PASSAGE TO READ –
Therefore, in the spirit of what we have just said, we present here some preliminary `archival', i.e. unpublished, findings of our own that derive from studies on the penultimate United States Consul to Harput, Turkey-in-Asia, William Wesley Masterson.

In 2007 we sent a `special' to Groong reporting the death of the sole child, Mary C. Masterson, of William W. Masterson and his wife Louise Carroll Masterson. Mary was born in Mezere at the Annie Tracy Riggs Hospital on 23 June 1914. For a link to that posting see http://forum.hyeclub.com/showthread.php?t=14912.

As a result of our friendship with Mary, and with privileged access to private family materials in her possession, we have been encouraged to delve into her father's two-term tenure as United States Consul at Harput [Kharpert in Armenian, actually the American Consulate was located in the town of Mezere, the lower `twin city' of Harput]. Masterson, who was a trained lawyer, was appointed from Batoum, Russia to Harput 10 June 1908, and re-appointed there for another three-year term, then moved on to Durban, South Africa where he was appointed 24 April 1914, and ultimately posted to Plymouth, England. He had also served twice at Aden, Arabia. William W. Masterson died on 10 May 1922 in Plymouth, England of an infection that ensued after an appendicitis operation. Born on 9 February 1861, he was only 61 years old.

DATA SEGMENT –
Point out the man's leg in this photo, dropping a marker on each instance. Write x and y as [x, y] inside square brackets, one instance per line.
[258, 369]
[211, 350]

YOUR OBJECTIVE –
Continue the passage about William Wesley Masterson, the United States Consul at Harput, starting after its last sentence.

EXERCISE OUTPUT –
The first document we present is from RG 84 - Vol 13 pp. 419-421 at the United States National Archives in College Park, Maryland. It is one of many important documents that is much faded and very difficult to read without extraordinary effort. Our feeling is that we have `rescued' it from oblivion. It does not exist in microform. The report provides an excellent example of the many kinds of problems alluded to at the beginning of this paper and emphasizes how difficult it sometimes is to approach historical truth-even at so basic a level as being able to read an important document! Many archival records are not well preserved and their quality varies tremendously. The text of some type-written carbon copies is literally in the process of disappearing under one's very eyes. The single-page example we have selected to reproduce here represents one of the better pages in the Masterson report (see the reproduction of a photograph below). Scans or xeroxes are not allowed at the National Archives of pages in bound volumes, so one is somewhat limited in options.

A few words about the place Itchme will provide a geographical context. Some biographical information about the people will emphasize the nature of their involvement.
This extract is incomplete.